==== Record set

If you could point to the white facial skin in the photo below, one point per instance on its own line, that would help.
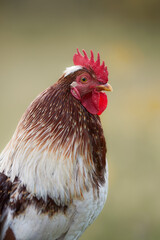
(84, 84)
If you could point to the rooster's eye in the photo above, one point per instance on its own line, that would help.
(83, 79)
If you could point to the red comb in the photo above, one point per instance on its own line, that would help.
(100, 70)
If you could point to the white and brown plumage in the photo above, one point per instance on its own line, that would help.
(53, 172)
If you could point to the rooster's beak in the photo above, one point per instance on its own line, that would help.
(105, 87)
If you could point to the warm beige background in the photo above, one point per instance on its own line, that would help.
(37, 42)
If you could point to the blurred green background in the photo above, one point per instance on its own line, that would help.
(37, 42)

========

» Direction:
Go through the entries above and print each one exactly, minus the pictures.

» Response to this exercise:
If you could point to the white facial skin in the photo below, one point per instance on its own line, that would help.
(84, 84)
If you could point to the rooster's eye in the photo above, one point per instance on its own line, that would help.
(83, 79)
If you could point to the red comb in the photo above, one point per instance on its own line, that would help.
(100, 70)
If you could point to the white and brown plumage in the photo above, one point per instance on its own line, that would help.
(53, 172)
If you could point to the rooster's beak in the photo above, one point per instance on its own line, that would help.
(105, 87)
If you could point to the warm beige background in the photo above, one point per instance on its own line, that would help.
(37, 42)
If you could point to the blurred green background in the photo above, one point per instance on its own line, that would help.
(37, 42)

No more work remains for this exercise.